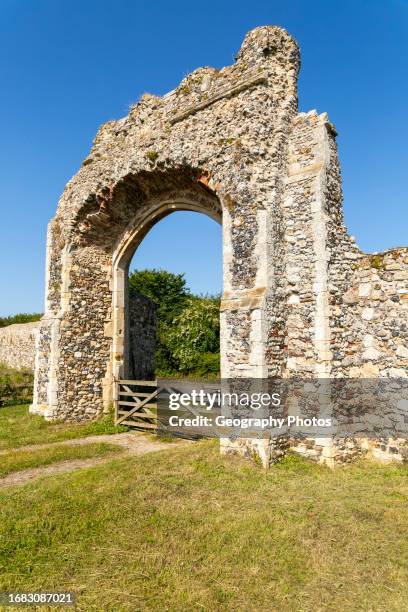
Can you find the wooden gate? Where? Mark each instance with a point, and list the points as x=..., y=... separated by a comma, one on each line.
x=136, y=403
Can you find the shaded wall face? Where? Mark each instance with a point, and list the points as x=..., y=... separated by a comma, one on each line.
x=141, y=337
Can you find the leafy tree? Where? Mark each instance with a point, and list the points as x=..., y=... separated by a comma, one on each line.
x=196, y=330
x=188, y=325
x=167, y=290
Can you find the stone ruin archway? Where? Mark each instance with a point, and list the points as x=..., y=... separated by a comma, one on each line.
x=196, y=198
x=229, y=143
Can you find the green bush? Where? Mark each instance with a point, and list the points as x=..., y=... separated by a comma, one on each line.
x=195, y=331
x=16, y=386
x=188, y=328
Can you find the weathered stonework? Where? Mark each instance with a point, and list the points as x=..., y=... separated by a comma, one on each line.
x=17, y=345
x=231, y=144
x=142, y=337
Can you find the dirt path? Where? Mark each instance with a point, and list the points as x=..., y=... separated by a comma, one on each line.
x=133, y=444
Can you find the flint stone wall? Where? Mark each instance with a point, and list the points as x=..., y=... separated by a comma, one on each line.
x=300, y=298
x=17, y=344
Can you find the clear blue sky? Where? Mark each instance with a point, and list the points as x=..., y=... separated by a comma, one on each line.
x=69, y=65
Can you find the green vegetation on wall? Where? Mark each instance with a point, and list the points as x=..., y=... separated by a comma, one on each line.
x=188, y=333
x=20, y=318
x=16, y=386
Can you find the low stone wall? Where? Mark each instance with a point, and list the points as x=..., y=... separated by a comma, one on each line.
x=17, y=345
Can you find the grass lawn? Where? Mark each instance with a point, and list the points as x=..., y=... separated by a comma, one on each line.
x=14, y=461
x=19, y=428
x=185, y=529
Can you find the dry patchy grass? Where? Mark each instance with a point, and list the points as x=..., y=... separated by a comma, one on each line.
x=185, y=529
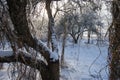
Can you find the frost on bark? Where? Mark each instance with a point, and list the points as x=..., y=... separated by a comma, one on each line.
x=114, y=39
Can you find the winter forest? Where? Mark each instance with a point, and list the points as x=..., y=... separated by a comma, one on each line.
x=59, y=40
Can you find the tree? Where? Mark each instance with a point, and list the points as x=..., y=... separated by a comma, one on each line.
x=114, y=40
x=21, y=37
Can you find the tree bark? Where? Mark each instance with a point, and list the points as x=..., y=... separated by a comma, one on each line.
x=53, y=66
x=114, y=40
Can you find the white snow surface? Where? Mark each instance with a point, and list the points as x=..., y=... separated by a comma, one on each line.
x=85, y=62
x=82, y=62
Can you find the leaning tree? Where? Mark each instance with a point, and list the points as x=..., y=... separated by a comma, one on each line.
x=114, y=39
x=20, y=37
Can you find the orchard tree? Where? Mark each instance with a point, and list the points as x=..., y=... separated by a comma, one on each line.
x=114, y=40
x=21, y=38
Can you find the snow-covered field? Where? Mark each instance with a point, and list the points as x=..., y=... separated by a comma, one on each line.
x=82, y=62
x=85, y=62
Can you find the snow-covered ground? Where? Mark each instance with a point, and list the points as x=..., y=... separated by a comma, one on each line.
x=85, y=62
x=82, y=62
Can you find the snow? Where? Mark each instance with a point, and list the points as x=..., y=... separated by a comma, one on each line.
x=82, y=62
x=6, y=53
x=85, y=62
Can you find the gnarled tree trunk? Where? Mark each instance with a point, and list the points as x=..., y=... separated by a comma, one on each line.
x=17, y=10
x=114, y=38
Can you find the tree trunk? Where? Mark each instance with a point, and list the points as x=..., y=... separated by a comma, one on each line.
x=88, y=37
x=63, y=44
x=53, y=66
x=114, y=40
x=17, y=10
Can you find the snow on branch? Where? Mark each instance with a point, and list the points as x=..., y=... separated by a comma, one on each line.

= PROBLEM TO WORK ON =
Leaving out the images, return the entries above exactly as they read.

= TASK OUTPUT =
Can you find the wooden gate? Where? Mark each instance with a point, and list the points as x=..., y=... separated by a comma, one on each line.
x=136, y=403
Can you find the shaded wall face? Where? Mark each instance with a point, and list the points as x=..., y=... separated by a comma, one on each line.
x=141, y=337
Can you find the leafy tree? Where? Mark each instance with a point, and list the points as x=..., y=... separated by a comma, one on each line.
x=196, y=330
x=188, y=325
x=167, y=290
Can you find the stone ruin archway? Where? Mark each instance with a point, and list the points as x=..., y=... separated by a comma, one on each line.
x=196, y=198
x=229, y=143
Can you find the green bush? Where? Mark each instance with a point, and list the points as x=..., y=... separated by a comma, one on each line.
x=195, y=331
x=16, y=386
x=188, y=328
Can you find the weathered stonework? Where? Mark each instance with a point, and list the points as x=..., y=... separated by a comma, one on each line.
x=17, y=345
x=231, y=144
x=142, y=337
Can you find the dirt path? Where? Mark each instance with a point, and list the points as x=..., y=... separated by a comma, one on each line.
x=133, y=444
Can you find the flint stone wall? Where? Mark each instance with a point, and list the points as x=..., y=... separated by a comma, one on each line.
x=300, y=298
x=17, y=344
Can you find the clear blue sky? Where? Mark each instance with a point, and list the points as x=..., y=... separated by a comma, one on each line.
x=69, y=65
Can you find the green vegetation on wall? Where? Mark each instance with a point, and list the points as x=..., y=... separated by a comma, one on each line.
x=188, y=333
x=20, y=318
x=16, y=386
Can you find the low stone wall? Where? Mark each instance with a point, and list the points as x=..., y=... separated by a comma, one on each line.
x=17, y=345
Can you find the grass lawn? Where? Mark each instance with a point, and list the points as x=..., y=... separated by a comma, one on each line.
x=14, y=461
x=19, y=428
x=185, y=529
Can you find the dry patchy grass? Where? Mark each instance with a point, and list the points as x=..., y=... separated by a comma, one on each line.
x=185, y=529
Can you find the frost on bark? Where? Mark each instance with a point, and list the points as x=..., y=... separated by a comma, one on each line.
x=114, y=39
Can you find the winter forest? Where? Mark each instance with a point, and list the points as x=..., y=... separated by a comma, one on each line.
x=59, y=40
Can you find the tree? Where? Mark each instance with a point, and list the points as x=..., y=... separated by a comma, one on each line.
x=114, y=40
x=21, y=37
Can you find the tree bark? Where? Mark each instance with a point, and list the points as x=..., y=... separated by a comma, one on each line.
x=53, y=66
x=114, y=40
Can you find the white snow surface? Where? Mark each instance with a point, and list the points as x=..., y=... separated by a comma, one on each line.
x=85, y=62
x=82, y=62
Can you find the leaning tree? Where? Mark each instance with a point, and list the points as x=..., y=... separated by a comma, one on each line.
x=114, y=39
x=20, y=37
Can you find the orchard tree? Where? Mark each instance with a point, and list the points as x=..., y=... separated by a comma, one on each line.
x=114, y=40
x=21, y=38
Can you find the snow-covered field? Where? Mark each instance with a point, and list the points as x=..., y=... separated by a comma, one on each line.
x=82, y=62
x=85, y=62
Can you find the snow-covered ground? Where? Mark each instance with a point, and list the points as x=..., y=... separated by a comma, one on each line.
x=85, y=62
x=82, y=62
Can you find the snow? Where? Mark each instance with a point, and list the points as x=..., y=... separated by a comma, one on each line.
x=82, y=62
x=6, y=53
x=85, y=62
Can you find the gnarled tree trunk? Where? Mark each instance with a point, and list the points as x=..., y=... separated by a comma, one on each line.
x=17, y=10
x=114, y=38
Can you find the tree trunk? Where? Mark each instance with a point, and list the points as x=..., y=... separated by a comma, one on each line.
x=88, y=37
x=63, y=44
x=53, y=66
x=114, y=40
x=17, y=10
Can you find the snow on branch? Where? Mark each instance with a point, and list the points as x=..., y=... separated by a comma, one on each line.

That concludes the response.